Eio 0.1 - effects-based direct-style IO for OCaml 5

I’m still not quite sure what you mean about multiple uses of run. Running two event loops in a single domain will never work (Lwt will raise an exception if you try, and Eio probably should too).

To run a new event loop in a new domain, you can spawn one using env. That ensures that the new loop will be of the same type, and so the resources from one will work in the other. e.g.

let () =
  Eio_main.run @@ fun env ->
  Eio.Domain_manager.run env#domain_mgr (fun () ->
      Eio.Flow.copy_string "Hello, from a new domain!\n" env#stdout
    )

We need to check a bit to make sure everything is thread-safe. I’m a bit nervous about sharing FDs across domains because if one domain closes an FD as another it using it, there is a possible race where it might access an unrelated FD that just got opened with the same number. However, given that the stdlib already has a much worse version of this problem even within a single domain, we can probably live with it for now!

[ Example of implementing directory sandboxing using nested effect handlers ]

Interesting. I suspect this won’t quite work if you try to pass a directory from one fibre to another, though, since only the original fibre will have the appropriate handler in its stack.

Tasks:
(a) Transcribe the part of the Eio thread starting with "I’m still not" and going on through "the other. e.g.".
(b) Revise the records starting with the line with "Task: point: the paved" and going on through the last line of the records, changing "paved" to "concrete" and leaving everything else as it is. Give only those lines.

Source data
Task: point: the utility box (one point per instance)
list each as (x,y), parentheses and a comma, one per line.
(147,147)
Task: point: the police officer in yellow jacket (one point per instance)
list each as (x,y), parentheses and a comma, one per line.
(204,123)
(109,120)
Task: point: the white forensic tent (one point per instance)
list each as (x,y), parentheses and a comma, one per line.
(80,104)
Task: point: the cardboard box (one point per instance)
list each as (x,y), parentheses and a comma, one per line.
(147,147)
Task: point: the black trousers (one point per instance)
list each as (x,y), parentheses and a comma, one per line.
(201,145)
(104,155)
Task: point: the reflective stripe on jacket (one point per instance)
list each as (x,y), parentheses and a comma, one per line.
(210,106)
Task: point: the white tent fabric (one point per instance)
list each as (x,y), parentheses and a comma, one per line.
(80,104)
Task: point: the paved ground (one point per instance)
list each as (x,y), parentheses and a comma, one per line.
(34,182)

Solutions:
(a)
I’m still not quite sure what you mean about multiple uses of run. Running two event loops in a single domain will never work (Lwt will raise an exception if you try, and Eio probably should too).

To run a new event loop in a new domain, you can spawn one using env. That ensures that the new loop will be of the same type, and so the resources from one will work in the other. e.g.

(b)
Task: point: the concrete ground (one point per instance)
list each as (x,y), parentheses and a comma, one per line.
(34,182)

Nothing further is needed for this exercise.